TEXT PROVIDED:

────────────────

Body Image And Social Media


Photo courtesy of Frank Kovalchek

As someone who has struggled in the past with achieving a healthy body image, I am quite interested in the conversation that has been flourishing on social media websites this spring. If my Facebook and Twitter feeds are any indication, it seems that stories about the ways in which women view their bodies and how they are portrayed in the media have received renewed interested in recent months.


First, earlier in the spring, a meme went viral on Facebook and Twitter that featured photos of several current female stars like Keira Knightly and Nicole Richie, above a row of photos of famous actresses from past decades, like Marilyn Monroe and Bettie Davis. The meme read, "When did this become hotter than this?" It implied that the contemporary actresses, who were much thinner and less curvy than their counterparts from the past, were less attractive.

It sparked a passionate debate among those who left comments. Many agreed that the contemporary standard of beauty, which idealizes women who are very thin, is unhealthy and that women who have curves are indeed more attractive. However, a few people took the conversation deeper. They argued that the real problem is the objectification of women. Marilyn and Bettie were portrayed as sexual objects just as much as Keira and Nicole. I certainly agree with the latter argument.


What is more, what we as women should treat one another and ourselves with respect and compassion, regardless of our body shape or size. Yes, many of us feel as if we are being attacked when we are held up to impossible beauty standards. Seeing the retouched images of women in magazines feels like an affront, because it is as if we are being told by the media that, because we don't look like those women, we are undesirable. But attacking the women in the magazines, suggesting that they are undesirable, merely spreads animosity.   If it hurts us, it hurts them, as well.

────────────────

AVAILABLE DATA:
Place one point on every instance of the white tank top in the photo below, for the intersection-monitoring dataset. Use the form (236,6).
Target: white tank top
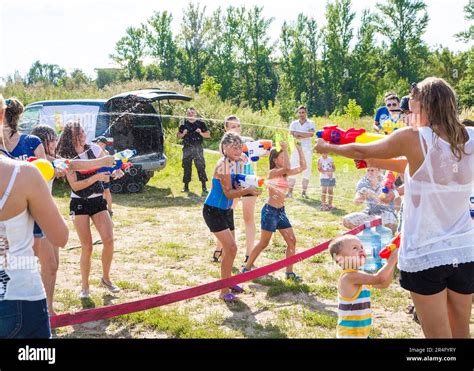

────────────────

In the body image piece, why does seeing retouched images of women in magazines feel like an affront? Please answer in one to three sentences. You won't need the listing for this.

SOLVED PROBLEM:
It feels as if the media is telling women that they are undesirable because they don't look like the women in those images.